Exercise brief »
Repeat the lines of the items verbatim, starting at the line that contains "Presence verification: does any deep" and ending at the line that contains "546, 236, 552, 263", with both of those lines included.

(Rows from a dataset)

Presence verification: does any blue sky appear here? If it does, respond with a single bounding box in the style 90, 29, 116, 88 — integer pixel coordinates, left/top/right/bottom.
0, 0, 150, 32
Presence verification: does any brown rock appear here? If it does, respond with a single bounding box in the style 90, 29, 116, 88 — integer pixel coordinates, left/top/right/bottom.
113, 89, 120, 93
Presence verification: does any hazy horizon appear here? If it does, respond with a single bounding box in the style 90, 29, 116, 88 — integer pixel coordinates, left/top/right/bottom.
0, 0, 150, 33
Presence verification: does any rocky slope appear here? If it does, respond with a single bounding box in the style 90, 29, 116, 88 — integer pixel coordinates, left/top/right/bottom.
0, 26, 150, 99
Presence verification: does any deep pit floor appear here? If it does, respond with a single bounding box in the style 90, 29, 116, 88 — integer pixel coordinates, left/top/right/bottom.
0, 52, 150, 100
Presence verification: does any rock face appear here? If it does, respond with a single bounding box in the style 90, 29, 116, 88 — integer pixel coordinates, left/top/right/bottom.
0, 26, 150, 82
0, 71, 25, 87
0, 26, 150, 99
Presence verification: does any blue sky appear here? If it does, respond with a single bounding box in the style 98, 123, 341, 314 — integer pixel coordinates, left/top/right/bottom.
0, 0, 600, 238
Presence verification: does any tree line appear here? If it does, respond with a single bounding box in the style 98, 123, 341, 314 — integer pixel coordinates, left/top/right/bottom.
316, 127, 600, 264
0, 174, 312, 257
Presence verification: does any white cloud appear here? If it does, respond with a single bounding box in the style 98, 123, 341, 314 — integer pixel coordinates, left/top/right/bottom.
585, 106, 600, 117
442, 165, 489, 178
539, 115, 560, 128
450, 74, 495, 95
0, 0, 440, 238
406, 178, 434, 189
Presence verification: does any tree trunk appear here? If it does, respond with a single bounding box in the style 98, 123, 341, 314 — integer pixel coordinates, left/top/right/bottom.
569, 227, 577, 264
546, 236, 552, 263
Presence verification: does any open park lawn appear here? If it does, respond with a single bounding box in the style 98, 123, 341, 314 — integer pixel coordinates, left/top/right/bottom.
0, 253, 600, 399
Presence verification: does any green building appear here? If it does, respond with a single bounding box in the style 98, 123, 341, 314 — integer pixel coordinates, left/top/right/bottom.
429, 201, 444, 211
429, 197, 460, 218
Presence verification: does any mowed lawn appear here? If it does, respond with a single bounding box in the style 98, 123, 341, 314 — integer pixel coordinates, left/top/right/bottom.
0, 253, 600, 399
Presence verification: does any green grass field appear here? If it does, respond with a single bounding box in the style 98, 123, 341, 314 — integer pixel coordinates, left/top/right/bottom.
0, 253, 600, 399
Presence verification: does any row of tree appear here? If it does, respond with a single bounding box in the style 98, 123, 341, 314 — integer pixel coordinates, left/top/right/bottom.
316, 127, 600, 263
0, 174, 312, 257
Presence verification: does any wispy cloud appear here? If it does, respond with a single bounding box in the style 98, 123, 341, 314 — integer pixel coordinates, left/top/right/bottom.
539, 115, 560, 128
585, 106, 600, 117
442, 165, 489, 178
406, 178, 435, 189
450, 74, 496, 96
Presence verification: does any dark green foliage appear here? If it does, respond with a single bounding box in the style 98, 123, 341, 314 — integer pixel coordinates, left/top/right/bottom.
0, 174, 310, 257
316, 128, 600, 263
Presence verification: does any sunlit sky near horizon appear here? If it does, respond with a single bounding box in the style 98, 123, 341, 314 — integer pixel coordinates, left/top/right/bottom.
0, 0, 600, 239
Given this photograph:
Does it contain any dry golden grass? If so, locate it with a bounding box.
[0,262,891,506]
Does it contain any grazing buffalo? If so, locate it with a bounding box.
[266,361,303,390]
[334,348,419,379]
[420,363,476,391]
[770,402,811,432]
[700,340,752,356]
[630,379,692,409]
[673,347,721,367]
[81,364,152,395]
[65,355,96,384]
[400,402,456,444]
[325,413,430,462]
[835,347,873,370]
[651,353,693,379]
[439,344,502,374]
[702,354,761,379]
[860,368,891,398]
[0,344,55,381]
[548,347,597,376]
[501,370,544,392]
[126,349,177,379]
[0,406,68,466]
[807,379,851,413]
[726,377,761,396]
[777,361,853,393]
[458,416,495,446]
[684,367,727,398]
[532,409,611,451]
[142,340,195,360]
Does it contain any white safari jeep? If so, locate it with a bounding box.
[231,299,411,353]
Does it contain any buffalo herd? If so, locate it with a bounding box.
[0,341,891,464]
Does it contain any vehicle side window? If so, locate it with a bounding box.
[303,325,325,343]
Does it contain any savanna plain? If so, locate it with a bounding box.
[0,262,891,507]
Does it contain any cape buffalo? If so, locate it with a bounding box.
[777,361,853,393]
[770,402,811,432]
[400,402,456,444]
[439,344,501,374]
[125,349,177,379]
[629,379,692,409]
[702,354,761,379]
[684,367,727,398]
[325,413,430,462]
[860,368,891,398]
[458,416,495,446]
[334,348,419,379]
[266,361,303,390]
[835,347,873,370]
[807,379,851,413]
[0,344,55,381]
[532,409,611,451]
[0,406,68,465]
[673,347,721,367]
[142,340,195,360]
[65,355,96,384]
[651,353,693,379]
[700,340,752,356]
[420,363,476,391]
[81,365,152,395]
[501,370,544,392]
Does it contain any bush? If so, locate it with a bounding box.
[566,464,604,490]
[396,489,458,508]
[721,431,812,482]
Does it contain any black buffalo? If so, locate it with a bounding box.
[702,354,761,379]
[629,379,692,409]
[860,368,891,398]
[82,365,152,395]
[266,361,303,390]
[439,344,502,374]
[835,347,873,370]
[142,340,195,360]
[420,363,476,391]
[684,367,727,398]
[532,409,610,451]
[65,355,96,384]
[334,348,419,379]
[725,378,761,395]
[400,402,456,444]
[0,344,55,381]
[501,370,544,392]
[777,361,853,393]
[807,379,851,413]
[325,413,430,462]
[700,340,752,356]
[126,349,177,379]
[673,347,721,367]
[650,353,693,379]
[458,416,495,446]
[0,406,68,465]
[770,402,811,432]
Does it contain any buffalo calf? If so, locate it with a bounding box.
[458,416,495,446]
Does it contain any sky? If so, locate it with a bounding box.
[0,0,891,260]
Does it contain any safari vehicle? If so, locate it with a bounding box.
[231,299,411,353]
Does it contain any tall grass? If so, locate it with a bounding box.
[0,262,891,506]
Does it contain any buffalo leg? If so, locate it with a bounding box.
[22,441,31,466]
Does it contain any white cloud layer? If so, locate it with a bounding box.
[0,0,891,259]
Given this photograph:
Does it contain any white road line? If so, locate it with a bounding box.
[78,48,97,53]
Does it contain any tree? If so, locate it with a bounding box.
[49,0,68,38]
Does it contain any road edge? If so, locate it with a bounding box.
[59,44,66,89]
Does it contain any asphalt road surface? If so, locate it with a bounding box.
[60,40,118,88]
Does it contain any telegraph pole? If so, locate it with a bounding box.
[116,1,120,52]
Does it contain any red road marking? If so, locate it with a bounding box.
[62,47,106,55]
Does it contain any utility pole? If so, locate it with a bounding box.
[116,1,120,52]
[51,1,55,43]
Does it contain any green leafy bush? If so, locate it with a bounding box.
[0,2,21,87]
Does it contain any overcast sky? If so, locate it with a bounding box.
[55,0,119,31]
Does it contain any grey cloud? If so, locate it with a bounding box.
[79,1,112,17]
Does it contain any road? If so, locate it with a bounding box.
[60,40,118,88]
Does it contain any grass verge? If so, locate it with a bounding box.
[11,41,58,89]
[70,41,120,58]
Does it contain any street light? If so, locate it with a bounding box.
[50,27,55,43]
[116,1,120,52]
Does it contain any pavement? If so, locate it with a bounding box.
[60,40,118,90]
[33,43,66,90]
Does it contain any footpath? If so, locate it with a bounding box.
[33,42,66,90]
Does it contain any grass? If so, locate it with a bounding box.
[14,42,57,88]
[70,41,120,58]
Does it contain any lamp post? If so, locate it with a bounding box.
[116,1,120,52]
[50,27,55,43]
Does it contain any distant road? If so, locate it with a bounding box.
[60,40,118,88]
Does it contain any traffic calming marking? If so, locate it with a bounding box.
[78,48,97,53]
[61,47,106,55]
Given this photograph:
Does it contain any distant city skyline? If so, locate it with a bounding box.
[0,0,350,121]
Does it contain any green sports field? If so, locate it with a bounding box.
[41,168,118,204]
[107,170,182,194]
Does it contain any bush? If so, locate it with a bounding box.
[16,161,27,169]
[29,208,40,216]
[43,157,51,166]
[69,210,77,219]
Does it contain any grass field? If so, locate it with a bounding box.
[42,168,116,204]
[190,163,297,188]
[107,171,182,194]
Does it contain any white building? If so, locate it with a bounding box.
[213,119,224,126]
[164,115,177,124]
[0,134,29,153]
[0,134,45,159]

Task output »
Presence verification: does any deep pit floor appear here? If it does, respond with a single bounding box in the style 90, 29, 116, 88 — integer pixel coordinates, left/top/right/bottom.
0, 52, 150, 100
Presence verification: does any rock face appear here? If it does, respond with a single bounding box in the style 90, 29, 116, 88 — integer pixel coordinates, left/top/right/bottom.
0, 26, 150, 82
0, 71, 25, 87
0, 26, 150, 99
Presence verification: does any blue sky appear here? If it does, respond with a single bounding box in the style 98, 123, 341, 314 — integer pixel coordinates, left/top/right/bottom.
0, 0, 600, 238
Presence verification: does any tree line appear here? If it does, respond with a single bounding box in the style 98, 123, 341, 314 — integer pixel coordinates, left/top/right/bottom.
316, 127, 600, 264
0, 174, 312, 257
Presence verification: does any white cloud appear here? If it does, respond with a single bounding box in the style 98, 123, 341, 314 — integer pixel coordinates, left/top/right/bottom.
585, 106, 600, 117
442, 165, 489, 178
539, 115, 560, 128
450, 74, 495, 95
0, 0, 440, 238
406, 178, 434, 189
Presence verification: does any tree trunk appear here? If it does, respond with a single bounding box in the style 98, 123, 341, 314 — integer pixel coordinates, left/top/right/bottom.
569, 227, 577, 264
546, 236, 552, 263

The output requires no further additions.